▶ **REQUIRED ACTION 1**: Duplicate, word for word, the part of the passage on organizing books that opens with the words containing "Feng Shui is" and closes with "from the chi!".
▶ **REQUIRED ACTION 2**: Sum up the passage on organizing books in two sentences.

▶ **SOURCE PASSAGE**:

-- Opening Marker --

It’s wonderful to be able to watch an expert organize a closet or office and work side by side with them to learn the system, but it is a luxury not many can afford. If a professional organizer is not in your budget, inspiration and guidance can be found in a well-written book on organizing. I’ve read scores of books on the subject, and the following five stand out as books that are motivating and actually give clear direction on various methods to achieve a high degree of order.

“Clear Your Clutter with Feng Shui,” by Karen Kingston

Feng Shui is an ancient Chinese art of balancing the energy (chi) and elements of a space. When it became trendy in the West in the 1990s, I was highly skeptical, but I kept noticing this little book for sale when I stood on line at Jamba Juice waiting for my Protein Berry smoothie and one day I finally bought it. Today it is my all-time favorite organizing book and I am convinced feng shui works.

Kingston spells out why clutter is so draining — it represents “stuck” energy. She gives the reader insight into how and why we get stuck and direction on how to identify and clear clutter and maintain a clutter-free home. She explains basic feng shui principles and why they make sense. This is a wonderful read for those ready to bring consciousness and energy to every corner of the home — including under the kitchen sink. You can’t hide from the chi!

-- Closing Marker --

▶ **EXTRACTED DATA**:
-- Opening Marker --

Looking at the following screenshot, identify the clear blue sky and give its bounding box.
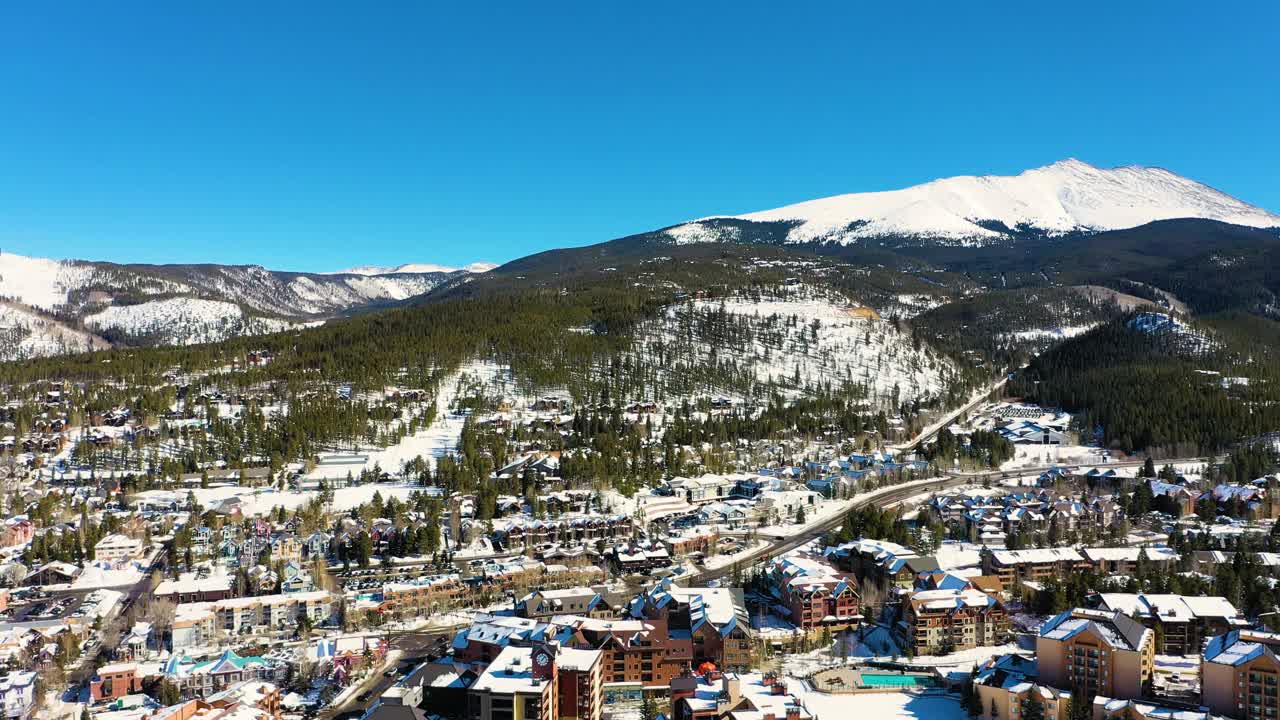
[0,0,1280,270]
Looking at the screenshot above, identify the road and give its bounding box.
[681,475,974,587]
[888,375,1009,455]
[687,457,1221,587]
[319,629,454,720]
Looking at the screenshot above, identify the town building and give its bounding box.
[768,555,863,630]
[1036,609,1156,700]
[982,547,1091,588]
[1094,593,1249,655]
[904,587,1009,655]
[467,643,555,720]
[93,533,142,561]
[1201,630,1280,720]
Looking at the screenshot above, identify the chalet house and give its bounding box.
[768,555,861,630]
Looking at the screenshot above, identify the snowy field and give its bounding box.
[362,360,540,473]
[787,683,969,720]
[637,288,955,402]
[138,483,422,515]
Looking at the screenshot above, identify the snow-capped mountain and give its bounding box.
[663,159,1280,245]
[324,263,498,275]
[0,252,479,360]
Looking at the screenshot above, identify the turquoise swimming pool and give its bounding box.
[861,671,933,688]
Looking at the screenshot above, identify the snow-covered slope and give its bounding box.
[324,263,498,275]
[84,297,293,345]
[635,286,956,407]
[0,301,109,361]
[666,160,1280,245]
[0,252,476,360]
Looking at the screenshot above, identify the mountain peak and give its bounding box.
[666,158,1280,245]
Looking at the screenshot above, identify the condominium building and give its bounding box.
[630,580,755,670]
[554,647,604,720]
[1036,609,1156,700]
[982,547,1091,588]
[93,534,142,561]
[1093,696,1216,720]
[379,573,467,612]
[974,655,1071,720]
[904,587,1009,655]
[1091,593,1249,655]
[467,644,561,720]
[1201,630,1280,720]
[768,555,863,630]
[172,591,334,652]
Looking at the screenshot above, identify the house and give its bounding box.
[902,587,1009,655]
[628,579,755,670]
[1080,547,1178,575]
[982,547,1091,588]
[671,673,814,720]
[88,662,142,702]
[974,655,1071,720]
[467,643,561,720]
[516,587,613,619]
[1096,593,1249,655]
[1201,630,1280,720]
[767,555,863,630]
[0,670,36,720]
[1036,609,1156,700]
[93,533,142,561]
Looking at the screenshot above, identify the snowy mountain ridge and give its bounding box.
[663,159,1280,245]
[0,252,476,361]
[323,263,498,275]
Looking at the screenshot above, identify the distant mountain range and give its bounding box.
[0,160,1280,360]
[660,159,1280,246]
[0,252,488,360]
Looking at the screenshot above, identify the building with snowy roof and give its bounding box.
[1036,607,1156,700]
[1096,592,1249,655]
[1201,630,1280,720]
[902,584,1009,655]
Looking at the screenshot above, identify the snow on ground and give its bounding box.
[138,483,422,515]
[933,541,982,570]
[1000,445,1110,470]
[636,287,955,404]
[0,301,109,361]
[686,159,1280,243]
[350,360,517,473]
[787,683,969,720]
[1007,323,1098,341]
[84,297,292,345]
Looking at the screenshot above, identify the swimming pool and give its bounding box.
[861,673,933,688]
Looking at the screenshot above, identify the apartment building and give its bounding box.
[974,655,1071,720]
[671,673,814,720]
[93,533,142,561]
[554,647,604,720]
[982,547,1091,588]
[554,618,692,688]
[172,591,334,652]
[1201,630,1280,720]
[1092,696,1216,720]
[1080,547,1179,575]
[1091,593,1249,655]
[628,580,755,670]
[904,587,1009,655]
[379,573,467,612]
[516,587,612,619]
[467,644,561,720]
[768,555,863,630]
[1036,609,1156,700]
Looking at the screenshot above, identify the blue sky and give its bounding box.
[0,0,1280,270]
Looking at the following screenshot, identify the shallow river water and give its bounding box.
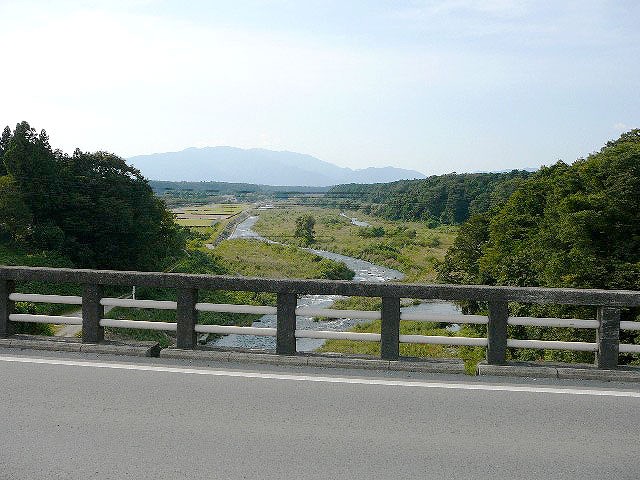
[209,216,459,352]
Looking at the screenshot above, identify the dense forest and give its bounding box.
[0,122,185,270]
[325,170,530,225]
[439,130,640,357]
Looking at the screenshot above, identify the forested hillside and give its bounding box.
[326,170,530,225]
[0,122,184,270]
[439,130,640,360]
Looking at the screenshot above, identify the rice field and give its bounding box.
[173,203,246,227]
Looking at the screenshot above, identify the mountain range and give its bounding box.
[127,147,425,187]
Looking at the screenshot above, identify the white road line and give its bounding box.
[0,355,640,398]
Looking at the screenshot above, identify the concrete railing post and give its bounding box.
[487,302,509,365]
[380,297,400,360]
[82,284,104,343]
[176,288,198,349]
[276,293,298,355]
[596,307,620,368]
[0,280,15,337]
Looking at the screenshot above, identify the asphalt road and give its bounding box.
[0,350,640,480]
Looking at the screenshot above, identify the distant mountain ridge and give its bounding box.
[127,147,425,187]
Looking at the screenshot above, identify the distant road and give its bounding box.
[0,349,640,480]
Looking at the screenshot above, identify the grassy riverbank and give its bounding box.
[254,207,457,282]
[213,239,353,280]
[107,233,353,347]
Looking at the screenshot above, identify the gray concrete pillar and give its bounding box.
[380,297,400,360]
[176,288,198,349]
[276,293,298,355]
[82,284,104,343]
[487,302,509,365]
[596,307,620,368]
[0,280,15,337]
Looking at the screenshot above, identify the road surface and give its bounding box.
[0,349,640,480]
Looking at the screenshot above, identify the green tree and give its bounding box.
[294,213,316,245]
[0,175,31,242]
[60,150,184,270]
[439,130,640,361]
[0,126,12,176]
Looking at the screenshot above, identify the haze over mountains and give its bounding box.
[127,147,425,187]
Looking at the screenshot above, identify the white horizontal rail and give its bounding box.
[100,318,177,332]
[296,307,382,320]
[196,303,278,315]
[9,313,82,325]
[507,339,598,352]
[620,322,640,330]
[400,312,489,325]
[100,298,178,310]
[195,325,276,337]
[400,335,487,347]
[507,317,600,328]
[620,343,640,353]
[295,330,380,342]
[9,292,82,305]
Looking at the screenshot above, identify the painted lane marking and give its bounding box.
[0,355,640,398]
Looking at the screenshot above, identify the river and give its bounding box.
[209,216,459,352]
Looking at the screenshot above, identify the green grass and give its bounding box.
[106,288,276,348]
[213,239,353,279]
[175,218,214,227]
[317,320,484,375]
[254,207,457,282]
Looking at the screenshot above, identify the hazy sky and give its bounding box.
[0,0,640,174]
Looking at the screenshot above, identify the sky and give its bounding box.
[0,0,640,175]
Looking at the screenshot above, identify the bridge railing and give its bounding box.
[0,266,640,368]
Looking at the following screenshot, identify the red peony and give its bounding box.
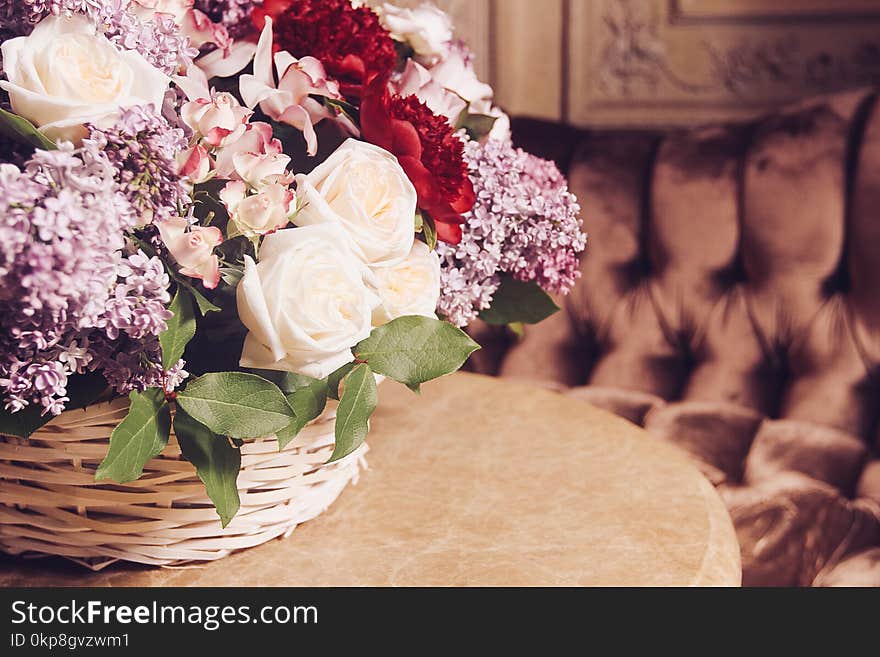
[361,78,475,244]
[252,0,397,97]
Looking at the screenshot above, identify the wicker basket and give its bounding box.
[0,392,367,570]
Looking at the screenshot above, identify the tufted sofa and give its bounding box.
[473,91,880,586]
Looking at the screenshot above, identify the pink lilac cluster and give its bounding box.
[87,106,191,225]
[437,140,586,326]
[0,0,198,75]
[195,0,263,39]
[0,144,186,414]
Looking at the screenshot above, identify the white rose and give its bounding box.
[373,241,440,326]
[237,224,379,379]
[0,16,169,143]
[375,2,452,59]
[293,139,416,267]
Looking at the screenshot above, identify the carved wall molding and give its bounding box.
[568,0,880,125]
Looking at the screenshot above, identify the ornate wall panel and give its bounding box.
[567,0,880,125]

-- Closing Marker --

▶ **ANSWER SPACE 1**:
Feng Shui is an ancient Chinese art of balancing the energy (chi) and elements of a space. When it became trendy in the West in the 1990s, I was highly skeptical, but I kept noticing this little book for sale when I stood on line at Jamba Juice waiting for my Protein Berry smoothie and one day I finally bought it. Today it is my all-time favorite organizing book and I am convinced feng shui works.

Kingston spells out why clutter is so draining — it represents “stuck” energy. She gives the reader insight into how and why we get stuck and direction on how to identify and clear clutter and maintain a clutter-free home. She explains basic feng shui principles and why they make sense. This is a wonderful read for those ready to bring consciousness and energy to every corner of the home — including under the kitchen sink. You can’t hide from the chi!

▶ **ANSWER SPACE 2**: A well-written book on organizing can offer inspiration and guidance to those who can't afford a professional organizer, and the writer calls Karen Kingston's "Clear Your Clutter with Feng Shui" an all-time favorite despite early skepticism about feng shui. Kingston explains that clutter is draining because it represents "stuck" energy, and she gives direction on identifying and clearing clutter and keeping a home clutter-free.